# START OF Provided data

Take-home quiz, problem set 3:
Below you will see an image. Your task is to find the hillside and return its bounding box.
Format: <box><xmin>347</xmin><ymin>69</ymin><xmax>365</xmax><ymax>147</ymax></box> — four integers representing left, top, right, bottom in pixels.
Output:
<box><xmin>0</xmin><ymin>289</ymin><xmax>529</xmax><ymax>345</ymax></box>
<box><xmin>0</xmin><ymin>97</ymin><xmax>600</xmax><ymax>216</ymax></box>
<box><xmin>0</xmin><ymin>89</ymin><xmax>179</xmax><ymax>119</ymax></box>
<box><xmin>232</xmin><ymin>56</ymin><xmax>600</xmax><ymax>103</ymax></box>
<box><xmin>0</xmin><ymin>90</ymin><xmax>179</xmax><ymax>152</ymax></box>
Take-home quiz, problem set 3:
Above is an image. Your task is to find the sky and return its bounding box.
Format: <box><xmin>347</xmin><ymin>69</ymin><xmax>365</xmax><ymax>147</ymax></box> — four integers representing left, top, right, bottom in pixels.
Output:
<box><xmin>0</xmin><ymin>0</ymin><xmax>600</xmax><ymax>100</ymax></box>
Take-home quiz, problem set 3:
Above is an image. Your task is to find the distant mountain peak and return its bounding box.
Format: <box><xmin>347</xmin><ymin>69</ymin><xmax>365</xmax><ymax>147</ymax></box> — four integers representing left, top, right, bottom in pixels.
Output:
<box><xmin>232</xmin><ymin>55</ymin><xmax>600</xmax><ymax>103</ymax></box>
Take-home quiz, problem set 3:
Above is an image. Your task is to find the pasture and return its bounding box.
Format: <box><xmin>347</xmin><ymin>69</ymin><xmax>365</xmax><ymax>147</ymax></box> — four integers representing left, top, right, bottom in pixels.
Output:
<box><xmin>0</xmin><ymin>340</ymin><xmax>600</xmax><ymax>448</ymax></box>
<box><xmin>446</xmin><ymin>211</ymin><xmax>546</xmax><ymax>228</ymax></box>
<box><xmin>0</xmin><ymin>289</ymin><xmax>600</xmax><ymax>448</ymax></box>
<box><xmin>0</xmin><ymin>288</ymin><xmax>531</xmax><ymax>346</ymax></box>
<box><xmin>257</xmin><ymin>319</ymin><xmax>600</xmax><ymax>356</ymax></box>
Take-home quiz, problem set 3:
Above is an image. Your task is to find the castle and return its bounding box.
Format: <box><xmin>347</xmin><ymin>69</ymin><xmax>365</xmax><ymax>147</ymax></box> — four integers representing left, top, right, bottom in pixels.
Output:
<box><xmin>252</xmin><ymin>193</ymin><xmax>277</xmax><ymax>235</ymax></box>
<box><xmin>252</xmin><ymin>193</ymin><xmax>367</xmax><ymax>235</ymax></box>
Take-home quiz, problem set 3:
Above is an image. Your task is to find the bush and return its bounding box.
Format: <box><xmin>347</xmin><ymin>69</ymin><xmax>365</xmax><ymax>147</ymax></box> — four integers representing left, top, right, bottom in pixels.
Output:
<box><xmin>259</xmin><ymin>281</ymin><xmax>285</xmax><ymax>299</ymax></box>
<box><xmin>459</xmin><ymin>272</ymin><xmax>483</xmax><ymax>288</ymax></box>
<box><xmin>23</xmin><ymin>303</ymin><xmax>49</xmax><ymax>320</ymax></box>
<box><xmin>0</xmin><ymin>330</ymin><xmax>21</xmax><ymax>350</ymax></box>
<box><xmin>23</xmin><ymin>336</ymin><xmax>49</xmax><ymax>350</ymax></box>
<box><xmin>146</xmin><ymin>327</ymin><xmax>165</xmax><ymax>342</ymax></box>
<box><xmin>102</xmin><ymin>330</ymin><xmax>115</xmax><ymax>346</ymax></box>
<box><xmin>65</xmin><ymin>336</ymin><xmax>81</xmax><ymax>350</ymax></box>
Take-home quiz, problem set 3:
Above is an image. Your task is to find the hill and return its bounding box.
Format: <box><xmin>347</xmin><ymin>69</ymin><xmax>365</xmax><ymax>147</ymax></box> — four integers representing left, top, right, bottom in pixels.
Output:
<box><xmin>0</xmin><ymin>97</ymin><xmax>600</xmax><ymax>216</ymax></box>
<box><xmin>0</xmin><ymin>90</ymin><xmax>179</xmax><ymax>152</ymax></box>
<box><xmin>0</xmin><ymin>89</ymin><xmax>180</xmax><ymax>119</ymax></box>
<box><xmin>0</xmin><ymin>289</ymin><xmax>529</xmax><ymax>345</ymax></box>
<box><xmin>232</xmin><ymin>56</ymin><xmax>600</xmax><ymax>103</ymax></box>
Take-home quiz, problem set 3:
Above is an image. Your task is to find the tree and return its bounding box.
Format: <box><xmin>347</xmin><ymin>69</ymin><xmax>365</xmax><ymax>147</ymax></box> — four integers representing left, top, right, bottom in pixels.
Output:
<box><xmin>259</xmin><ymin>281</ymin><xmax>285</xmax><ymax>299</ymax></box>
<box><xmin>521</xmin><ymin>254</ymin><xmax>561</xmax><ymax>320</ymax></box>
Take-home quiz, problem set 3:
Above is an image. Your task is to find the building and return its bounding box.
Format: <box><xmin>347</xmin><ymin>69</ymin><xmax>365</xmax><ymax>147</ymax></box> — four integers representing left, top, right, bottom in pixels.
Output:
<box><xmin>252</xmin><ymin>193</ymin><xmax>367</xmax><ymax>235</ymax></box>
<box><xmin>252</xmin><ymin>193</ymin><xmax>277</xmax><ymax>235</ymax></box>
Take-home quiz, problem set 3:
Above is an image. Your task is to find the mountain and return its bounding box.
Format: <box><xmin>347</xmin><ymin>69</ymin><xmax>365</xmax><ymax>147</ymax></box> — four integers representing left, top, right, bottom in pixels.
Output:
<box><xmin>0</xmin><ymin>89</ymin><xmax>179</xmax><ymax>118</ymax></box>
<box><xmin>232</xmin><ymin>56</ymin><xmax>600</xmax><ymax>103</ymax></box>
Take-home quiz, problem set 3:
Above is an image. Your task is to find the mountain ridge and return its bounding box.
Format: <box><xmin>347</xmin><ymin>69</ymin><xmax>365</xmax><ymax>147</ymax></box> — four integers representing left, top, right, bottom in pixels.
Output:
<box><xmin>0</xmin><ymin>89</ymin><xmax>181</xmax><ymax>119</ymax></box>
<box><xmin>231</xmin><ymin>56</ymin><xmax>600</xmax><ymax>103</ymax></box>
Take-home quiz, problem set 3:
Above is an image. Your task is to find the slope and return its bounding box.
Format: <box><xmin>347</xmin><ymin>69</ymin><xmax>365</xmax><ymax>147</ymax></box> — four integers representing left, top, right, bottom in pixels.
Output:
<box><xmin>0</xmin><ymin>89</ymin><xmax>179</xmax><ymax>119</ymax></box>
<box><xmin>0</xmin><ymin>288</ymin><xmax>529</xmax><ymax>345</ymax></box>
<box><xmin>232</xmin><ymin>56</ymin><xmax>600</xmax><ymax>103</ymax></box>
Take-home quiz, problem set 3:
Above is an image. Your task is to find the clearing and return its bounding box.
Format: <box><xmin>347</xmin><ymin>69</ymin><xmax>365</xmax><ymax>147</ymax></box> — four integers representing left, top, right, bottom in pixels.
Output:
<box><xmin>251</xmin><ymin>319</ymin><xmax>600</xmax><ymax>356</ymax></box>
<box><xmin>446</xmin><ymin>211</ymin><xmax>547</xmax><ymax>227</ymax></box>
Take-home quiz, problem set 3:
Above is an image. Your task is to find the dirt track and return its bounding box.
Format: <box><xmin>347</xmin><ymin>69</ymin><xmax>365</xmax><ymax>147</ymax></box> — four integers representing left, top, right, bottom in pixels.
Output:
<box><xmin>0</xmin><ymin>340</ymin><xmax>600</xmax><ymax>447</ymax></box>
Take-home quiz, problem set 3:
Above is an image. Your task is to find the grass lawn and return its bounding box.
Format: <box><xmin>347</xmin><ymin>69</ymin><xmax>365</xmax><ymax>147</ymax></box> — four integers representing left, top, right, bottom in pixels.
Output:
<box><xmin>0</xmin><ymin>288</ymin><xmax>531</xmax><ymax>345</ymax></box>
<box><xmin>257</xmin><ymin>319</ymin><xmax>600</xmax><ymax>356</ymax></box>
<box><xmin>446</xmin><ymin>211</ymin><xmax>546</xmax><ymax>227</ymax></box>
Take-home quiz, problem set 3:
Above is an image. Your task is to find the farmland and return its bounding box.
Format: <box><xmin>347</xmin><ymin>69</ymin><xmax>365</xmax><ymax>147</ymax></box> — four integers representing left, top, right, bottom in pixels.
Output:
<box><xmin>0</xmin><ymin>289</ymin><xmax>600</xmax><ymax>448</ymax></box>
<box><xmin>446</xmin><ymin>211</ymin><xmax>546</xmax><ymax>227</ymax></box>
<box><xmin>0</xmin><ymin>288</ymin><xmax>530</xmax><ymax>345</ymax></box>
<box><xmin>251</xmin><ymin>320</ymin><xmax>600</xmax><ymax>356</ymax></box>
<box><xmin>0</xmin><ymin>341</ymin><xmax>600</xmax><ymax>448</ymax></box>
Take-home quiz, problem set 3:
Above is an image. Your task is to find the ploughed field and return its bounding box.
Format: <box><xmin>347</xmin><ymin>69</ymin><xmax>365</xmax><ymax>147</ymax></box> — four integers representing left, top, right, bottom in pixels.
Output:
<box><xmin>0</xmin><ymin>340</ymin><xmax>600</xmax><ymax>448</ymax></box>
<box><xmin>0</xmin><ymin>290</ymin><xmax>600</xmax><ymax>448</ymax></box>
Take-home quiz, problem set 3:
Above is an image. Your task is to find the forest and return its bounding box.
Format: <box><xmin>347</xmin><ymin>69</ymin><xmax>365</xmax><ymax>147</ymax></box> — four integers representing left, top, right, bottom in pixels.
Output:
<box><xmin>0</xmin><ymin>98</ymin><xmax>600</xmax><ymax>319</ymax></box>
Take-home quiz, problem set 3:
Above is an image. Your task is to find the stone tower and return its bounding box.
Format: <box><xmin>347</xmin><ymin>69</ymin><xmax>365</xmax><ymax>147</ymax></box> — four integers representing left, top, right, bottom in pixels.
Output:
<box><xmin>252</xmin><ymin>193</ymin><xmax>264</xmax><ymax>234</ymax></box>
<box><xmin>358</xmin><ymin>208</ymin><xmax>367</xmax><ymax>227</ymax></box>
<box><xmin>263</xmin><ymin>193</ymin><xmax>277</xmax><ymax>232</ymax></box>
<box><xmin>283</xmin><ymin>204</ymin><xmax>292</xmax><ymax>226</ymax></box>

# END OF Provided data

◆ **Your goal**
Which lines of the entries contain the word "mountain"? Return each of those lines.

◆ **The answer**
Above is an image. Your task is to find the distant mountain peak and return its bounding box.
Above is an image. Your task is to find the mountain and return its bounding box.
Above is an image. Your task is to find the mountain ridge and return its bounding box.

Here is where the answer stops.